抽出された情報:

◇ ◇ ◇ ◇

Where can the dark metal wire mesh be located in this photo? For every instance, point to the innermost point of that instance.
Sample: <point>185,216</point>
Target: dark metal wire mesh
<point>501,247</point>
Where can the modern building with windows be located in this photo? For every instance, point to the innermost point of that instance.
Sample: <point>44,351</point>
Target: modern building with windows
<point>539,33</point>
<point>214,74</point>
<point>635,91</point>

◇ ◇ ◇ ◇

課題:
上の行をすべて省かずに書き写し、答えの座標だけ、各数値を90ずつ小さい方へずらしなさい。

正しい出力:
Where can the dark metal wire mesh be located in this photo? For every instance, point to the innermost point of that instance.
Sample: <point>185,216</point>
Target: dark metal wire mesh
<point>411,157</point>
Where can the modern building with windows be located in this photo? For every instance, point to the innermost point of that instance.
Sample: <point>44,351</point>
Target: modern building with windows
<point>449,-57</point>
<point>124,-16</point>
<point>545,1</point>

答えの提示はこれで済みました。